- **FRAGMENTO PARA LEER**

■ ■ ■ ■

La tentación de compararse con los demás.
La riqueza se
encuentra en la diversidad y en la unicidad de cada uno de nosotros.
Compararnos con los que están mejor nos lleva con frecuencia a caer en el
resentimiento, compararnos con los que están peor, nos lleva, a menudo, a
caer en la soberbia y en la pereza.
Quien tiende siempre
a compararse con los demás termina paralizado. Aprendamos de los santos
Pedro y Pablo a vivir la diversidad de caracteres, carismas y opiniones en
la escucha y docilidad al Espíritu Santo.
5.
La tentación del «faraonismo», es decir, de endurecer el corazón y
cerrarlo al Señor y a los demás.
Es la tentación de
sentirse por encima de los demás y de someterlos por vanagloria, de tener
la presunción de dejarse servir en lugar de servir. Es una tentación común que
aparece desde el comienzo entre los discípulos, los cuales —dice el
Evangelio— «por el camino habían discutido quién era el más importante»
(Mc 9,34).
El antídoto a este
veneno es: «Quien quiera ser el primero, que sea el último de todos y el
servidor de todos» (Mc 9,35).
6.
La tentación del individualismo.
Como dice el conocido
dicho egipcio: «Yo, y después de mí, el diluvio». Es la tentación de
los egoístas que por el camino pierden la meta y, en vez de pensar en los
demás, piensan sólo en sí mismos, sin experimentar ningún tipo de vergüenza,
más bien al contrario, se justifican. La Iglesia es la comunidad de los
fieles, el cuerpo de Cristo, donde la salvación de un miembro está
vinculada a la santidad de todos (cf. 1Co 12,12-27; Lumen gentium, 7).
El individualista es, en cambio, motivo de escándalo y de conflicto.
7.

■ ■ ■ ■

- **LÍNEAS MOSTRADAS**

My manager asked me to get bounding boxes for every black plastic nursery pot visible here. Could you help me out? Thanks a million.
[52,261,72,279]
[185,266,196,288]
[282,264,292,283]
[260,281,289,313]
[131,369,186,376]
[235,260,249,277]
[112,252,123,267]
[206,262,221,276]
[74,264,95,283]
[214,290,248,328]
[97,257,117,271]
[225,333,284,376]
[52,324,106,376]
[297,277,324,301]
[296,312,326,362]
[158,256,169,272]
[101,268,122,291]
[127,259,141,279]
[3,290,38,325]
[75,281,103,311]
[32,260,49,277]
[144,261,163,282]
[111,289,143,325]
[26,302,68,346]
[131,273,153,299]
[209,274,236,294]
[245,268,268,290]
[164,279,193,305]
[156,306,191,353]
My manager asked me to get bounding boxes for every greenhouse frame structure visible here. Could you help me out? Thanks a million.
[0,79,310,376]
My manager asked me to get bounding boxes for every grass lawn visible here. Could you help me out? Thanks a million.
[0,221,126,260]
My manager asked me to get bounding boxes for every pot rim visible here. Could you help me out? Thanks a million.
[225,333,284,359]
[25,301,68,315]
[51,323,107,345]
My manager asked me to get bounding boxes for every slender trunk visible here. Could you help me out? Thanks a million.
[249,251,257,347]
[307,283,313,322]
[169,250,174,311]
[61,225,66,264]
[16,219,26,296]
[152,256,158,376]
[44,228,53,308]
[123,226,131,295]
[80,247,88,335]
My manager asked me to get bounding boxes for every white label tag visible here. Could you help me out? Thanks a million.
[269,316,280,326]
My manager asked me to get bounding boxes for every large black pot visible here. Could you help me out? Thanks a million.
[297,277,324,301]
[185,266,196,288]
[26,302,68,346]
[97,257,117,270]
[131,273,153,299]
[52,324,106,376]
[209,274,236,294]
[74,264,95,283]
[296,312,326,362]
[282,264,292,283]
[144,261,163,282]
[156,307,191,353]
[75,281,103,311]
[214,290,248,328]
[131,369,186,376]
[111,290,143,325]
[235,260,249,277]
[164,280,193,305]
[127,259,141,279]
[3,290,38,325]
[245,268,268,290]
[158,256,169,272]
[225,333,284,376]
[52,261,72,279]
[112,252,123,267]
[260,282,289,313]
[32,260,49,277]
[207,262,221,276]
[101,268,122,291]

■ ■ ■ ■

- **LISTA DE TAREAS**
1. ¿Qué antídoto propone el fragmento sobre las tentaciones contra el veneno del «faraonismo»?
2. Resume en forma de lista el párrafo del fragmento sobre las tentaciones que comienza con «Como dice el conocido dicho egipcio», conservando sus ideas principales.
3. Prosigue el fragmento sobre las tentaciones desde el punto en que termina.

- **RESPUESTAS POR TAREA**
1. «Quien quiera ser el primero, que sea el último de todos y el servidor de todos» (Mc 9,35).

2.
- El dicho egipcio «Yo, y después de mí, el diluvio» ilustra esta tentación.
- Es la tentación de los egoístas, que pierden la meta por el camino y piensan solo en sí mismos.
- No sienten ninguna vergüenza; al contrario, se justifican.
- La Iglesia es la comunidad de los fieles, el cuerpo de Cristo, donde la salvación de un miembro está vinculada a la santidad de todos.
- El individualista, en cambio, es motivo de escándalo y de conflicto.

3.
La tentación del caminar sin rumbo y sin meta.
El consagrado pierde
su identidad y acaba por no ser «ni carne ni pescado». Vive con el corazón
dividido entre Dios y la mundanidad. Olvida su primer amor (cf. Ap 2,4).
En realidad, el consagrado, si no tiene una clara y sólida identidad,
camina sin rumbo y, en lugar de guiar a los demás, los dispersa. Vuestra
identidad como hijos de la Iglesia es la de ser coptos —es decir,
arraigados en vuestras nobles y antiguas raíces— y ser católicos —es
decir, parte de la Iglesia una y universal—: como un árbol que cuanto
más enraizado está en la tierra, más alto crece hacia el cielo.
Queridos consagrados,
hacer frente a estas tentaciones no es fácil, pero es posible si
estamos injertados en Jesús: «Permaneced en mí, y yo en vosotros. Como el
sarmiento no puede dar fruto por sí, si no permanece en la vid, así
tampoco vosotros, si no permanecéis en mí» (Jn 15,4). Cuanto más
enraizados estemos en Cristo, más vivos y fecundos seremos. Así el consagrado
conservará la maravilla, la pasión del primer encuentro, la atracción y la
gratitud en su vida con Dios y en su misión.